(Region pointing data)
= = =
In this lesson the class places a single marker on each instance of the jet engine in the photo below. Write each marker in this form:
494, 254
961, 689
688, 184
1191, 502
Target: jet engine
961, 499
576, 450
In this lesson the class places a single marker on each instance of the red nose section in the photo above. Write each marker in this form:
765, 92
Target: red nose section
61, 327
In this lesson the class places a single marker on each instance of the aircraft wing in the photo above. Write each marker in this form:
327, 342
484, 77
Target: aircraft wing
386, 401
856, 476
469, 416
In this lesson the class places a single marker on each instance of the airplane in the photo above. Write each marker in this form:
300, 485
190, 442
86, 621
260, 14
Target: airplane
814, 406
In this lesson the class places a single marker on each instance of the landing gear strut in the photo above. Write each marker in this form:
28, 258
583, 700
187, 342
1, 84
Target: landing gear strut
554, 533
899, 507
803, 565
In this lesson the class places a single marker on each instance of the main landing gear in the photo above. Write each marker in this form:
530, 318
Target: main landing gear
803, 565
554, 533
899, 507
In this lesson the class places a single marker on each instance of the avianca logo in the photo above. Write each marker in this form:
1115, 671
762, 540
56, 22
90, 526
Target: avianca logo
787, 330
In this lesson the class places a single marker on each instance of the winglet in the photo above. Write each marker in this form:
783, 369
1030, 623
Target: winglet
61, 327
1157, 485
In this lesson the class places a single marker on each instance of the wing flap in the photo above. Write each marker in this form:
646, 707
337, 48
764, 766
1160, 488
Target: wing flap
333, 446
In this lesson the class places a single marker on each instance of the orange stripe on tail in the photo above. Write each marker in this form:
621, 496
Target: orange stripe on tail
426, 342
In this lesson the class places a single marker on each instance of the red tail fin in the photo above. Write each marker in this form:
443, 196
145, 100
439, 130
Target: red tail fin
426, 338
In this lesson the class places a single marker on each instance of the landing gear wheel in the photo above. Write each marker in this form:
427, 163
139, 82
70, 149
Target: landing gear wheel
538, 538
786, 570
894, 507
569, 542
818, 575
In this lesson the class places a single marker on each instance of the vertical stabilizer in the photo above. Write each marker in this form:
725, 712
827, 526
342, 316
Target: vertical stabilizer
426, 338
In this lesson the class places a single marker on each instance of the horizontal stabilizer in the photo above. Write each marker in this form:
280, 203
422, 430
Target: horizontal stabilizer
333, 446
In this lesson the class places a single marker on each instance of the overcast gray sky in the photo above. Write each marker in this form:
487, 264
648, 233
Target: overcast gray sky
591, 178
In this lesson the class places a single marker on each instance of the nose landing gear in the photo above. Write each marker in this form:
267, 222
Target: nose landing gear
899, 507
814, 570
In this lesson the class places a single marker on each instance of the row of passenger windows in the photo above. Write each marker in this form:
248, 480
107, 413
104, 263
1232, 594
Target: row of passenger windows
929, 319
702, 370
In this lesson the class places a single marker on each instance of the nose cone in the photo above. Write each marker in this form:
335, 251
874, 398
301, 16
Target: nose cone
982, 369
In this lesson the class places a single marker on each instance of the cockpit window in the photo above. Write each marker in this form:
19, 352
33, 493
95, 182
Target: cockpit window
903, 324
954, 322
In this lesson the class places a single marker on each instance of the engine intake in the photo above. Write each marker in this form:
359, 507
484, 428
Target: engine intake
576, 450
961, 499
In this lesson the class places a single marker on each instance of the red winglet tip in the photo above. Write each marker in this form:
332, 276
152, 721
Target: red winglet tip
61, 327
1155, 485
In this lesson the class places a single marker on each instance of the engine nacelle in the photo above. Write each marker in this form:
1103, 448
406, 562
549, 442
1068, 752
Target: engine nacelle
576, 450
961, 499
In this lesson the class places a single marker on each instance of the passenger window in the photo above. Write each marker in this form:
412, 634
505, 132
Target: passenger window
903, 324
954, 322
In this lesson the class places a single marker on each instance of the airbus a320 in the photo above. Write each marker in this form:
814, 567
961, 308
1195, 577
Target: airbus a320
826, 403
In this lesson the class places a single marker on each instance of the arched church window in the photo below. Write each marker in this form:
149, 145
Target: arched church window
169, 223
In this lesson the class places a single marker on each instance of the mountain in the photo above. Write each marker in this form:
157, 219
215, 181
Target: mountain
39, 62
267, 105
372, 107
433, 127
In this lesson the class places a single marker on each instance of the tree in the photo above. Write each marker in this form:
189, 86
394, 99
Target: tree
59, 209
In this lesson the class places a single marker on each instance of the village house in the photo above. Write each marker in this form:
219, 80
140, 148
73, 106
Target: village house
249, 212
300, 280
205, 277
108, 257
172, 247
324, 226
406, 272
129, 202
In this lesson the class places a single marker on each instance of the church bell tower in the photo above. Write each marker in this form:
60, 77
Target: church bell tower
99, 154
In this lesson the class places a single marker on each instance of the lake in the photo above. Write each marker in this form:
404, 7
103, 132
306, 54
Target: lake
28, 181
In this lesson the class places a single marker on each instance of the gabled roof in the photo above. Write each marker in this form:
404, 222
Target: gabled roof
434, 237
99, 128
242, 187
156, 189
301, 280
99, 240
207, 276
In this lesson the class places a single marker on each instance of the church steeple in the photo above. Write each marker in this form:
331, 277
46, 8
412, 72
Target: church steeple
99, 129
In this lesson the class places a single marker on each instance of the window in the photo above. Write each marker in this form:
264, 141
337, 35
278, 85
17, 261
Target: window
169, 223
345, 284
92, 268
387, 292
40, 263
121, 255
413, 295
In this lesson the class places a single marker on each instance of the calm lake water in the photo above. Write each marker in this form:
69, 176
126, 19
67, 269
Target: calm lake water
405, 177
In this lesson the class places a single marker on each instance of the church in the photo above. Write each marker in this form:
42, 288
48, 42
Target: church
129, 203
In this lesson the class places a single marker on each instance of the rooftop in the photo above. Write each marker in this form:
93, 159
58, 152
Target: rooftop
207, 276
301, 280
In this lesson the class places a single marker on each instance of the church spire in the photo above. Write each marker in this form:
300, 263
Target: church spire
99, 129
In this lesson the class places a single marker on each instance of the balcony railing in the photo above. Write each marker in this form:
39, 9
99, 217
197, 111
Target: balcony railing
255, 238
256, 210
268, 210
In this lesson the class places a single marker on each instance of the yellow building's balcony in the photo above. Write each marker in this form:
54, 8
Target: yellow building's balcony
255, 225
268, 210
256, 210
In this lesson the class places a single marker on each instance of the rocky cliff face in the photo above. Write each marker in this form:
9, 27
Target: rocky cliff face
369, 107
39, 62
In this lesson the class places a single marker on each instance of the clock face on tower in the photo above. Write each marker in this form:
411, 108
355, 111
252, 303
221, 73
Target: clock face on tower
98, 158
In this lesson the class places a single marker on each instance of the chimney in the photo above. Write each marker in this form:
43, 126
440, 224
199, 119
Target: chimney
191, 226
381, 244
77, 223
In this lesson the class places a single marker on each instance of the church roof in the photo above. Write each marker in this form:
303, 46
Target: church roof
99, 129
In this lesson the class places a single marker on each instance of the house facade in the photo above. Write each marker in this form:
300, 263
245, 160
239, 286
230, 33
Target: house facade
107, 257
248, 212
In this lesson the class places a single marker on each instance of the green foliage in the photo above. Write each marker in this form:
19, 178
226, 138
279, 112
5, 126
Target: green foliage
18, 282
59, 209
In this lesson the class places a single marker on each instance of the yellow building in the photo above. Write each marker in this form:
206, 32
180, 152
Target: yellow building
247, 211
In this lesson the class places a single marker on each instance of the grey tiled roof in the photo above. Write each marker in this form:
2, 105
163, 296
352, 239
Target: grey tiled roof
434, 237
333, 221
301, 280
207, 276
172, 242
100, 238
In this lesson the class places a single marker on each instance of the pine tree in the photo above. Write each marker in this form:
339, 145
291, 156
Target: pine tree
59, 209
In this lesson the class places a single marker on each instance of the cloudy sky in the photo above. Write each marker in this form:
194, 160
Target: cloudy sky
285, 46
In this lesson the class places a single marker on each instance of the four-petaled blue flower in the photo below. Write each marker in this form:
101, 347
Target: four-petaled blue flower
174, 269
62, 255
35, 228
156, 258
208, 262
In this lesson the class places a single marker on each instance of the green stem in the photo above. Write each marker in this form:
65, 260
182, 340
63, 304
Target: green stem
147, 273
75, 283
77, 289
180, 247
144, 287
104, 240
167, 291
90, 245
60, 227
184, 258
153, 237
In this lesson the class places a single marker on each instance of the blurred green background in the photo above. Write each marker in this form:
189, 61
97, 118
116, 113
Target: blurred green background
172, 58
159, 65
= = =
What is required — Which lines above contain "below"? Show each of them.

Exercise output —
In this lesson the class places a single marker on each instance of the jet engine in the photo below. Write each marker in this form:
In this lesson the class places a single marker on each instance of the arched church window in the photo below. Write each marker in this form:
In this lesson the class places a single marker on each instance of the four-petaled blue flower in the photo below. Write each marker in this form:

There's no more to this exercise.